• _Excerpted text_
___
We swung by the Ruskin Craft Center on our home from Port Merion – I’ve got to say that seeing some real art in a real art gallery was so soul-filling after these many months of Lockdown.

I didn’t realise how much I respond to seeing art in real life until we were walking around and I was literally soaking it up – I went around twice.

Apart from the recent denial of such pleasures, I enjoyed this so much because Eleris work really talks to me.

It is full of mark making and those marks translate to say something about the landscape which inspires her but also can be abstract and I like that.

She also develops those marks into stitches put directly through the canvas.

And these are often running stitches but can be a gorgeous hue or an eye catching luxe thread but they serve to continue to talk about the landscape in an even more tactile fashion.

It’s an approach which really inspires me.

I also loved her use of scale and the way she played with diptych and triptych approaches to drawing over several sheets of paper either to expand the same scene or to make companion pieces.
___
• _Provided material_
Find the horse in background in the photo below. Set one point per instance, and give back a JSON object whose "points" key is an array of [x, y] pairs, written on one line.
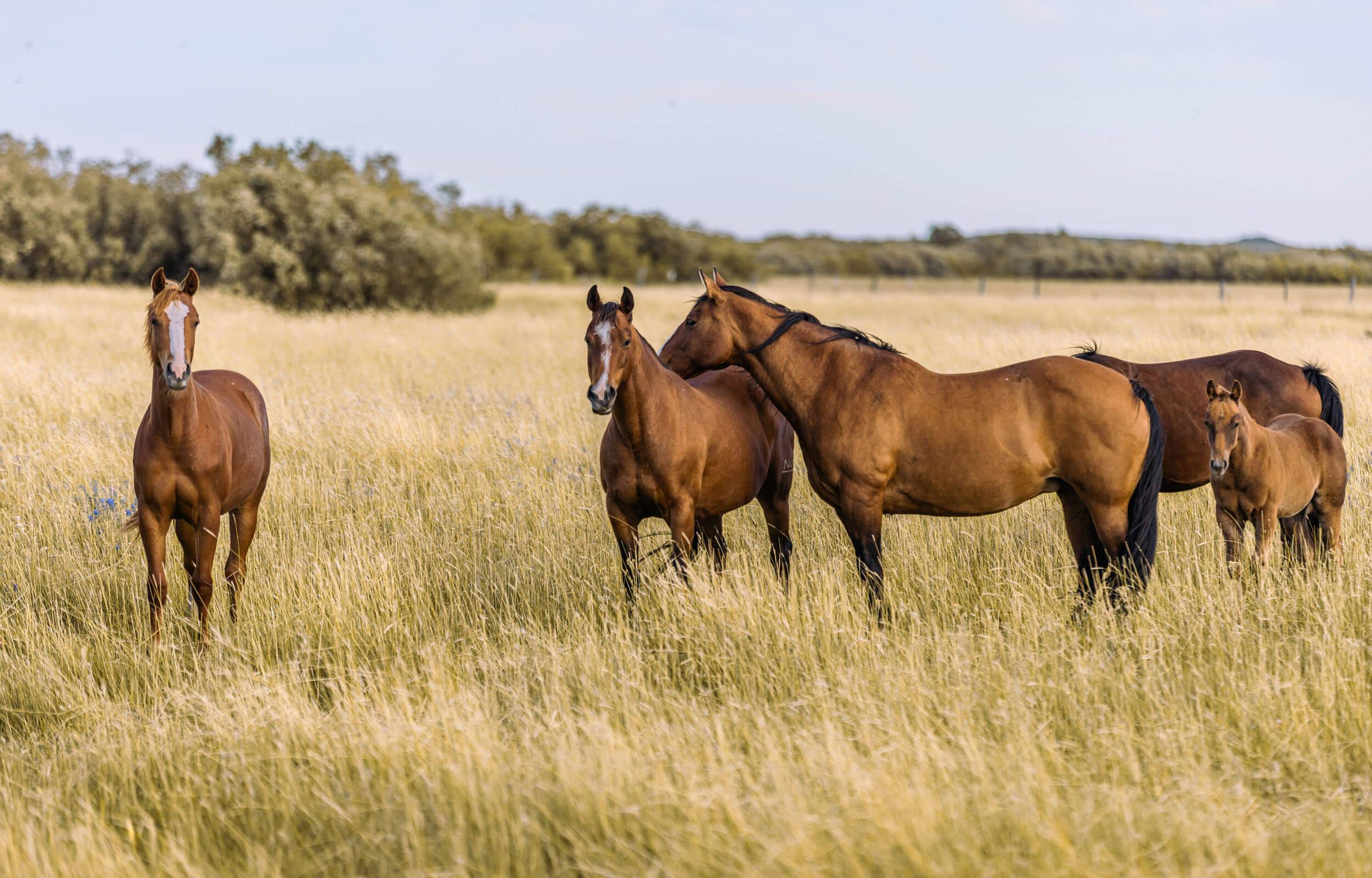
___
• _Given instruction_
Copy the text about the art gallery visit between "And these are" and "really inspires me.", inclusive, and replace "running stitches" with "chain stitches".

• _Result of this task_
And these are often chain stitches but can be a gorgeous hue or an eye catching luxe thread but they serve to continue to talk about the landscape in an even more tactile fashion.

It’s an approach which really inspires me.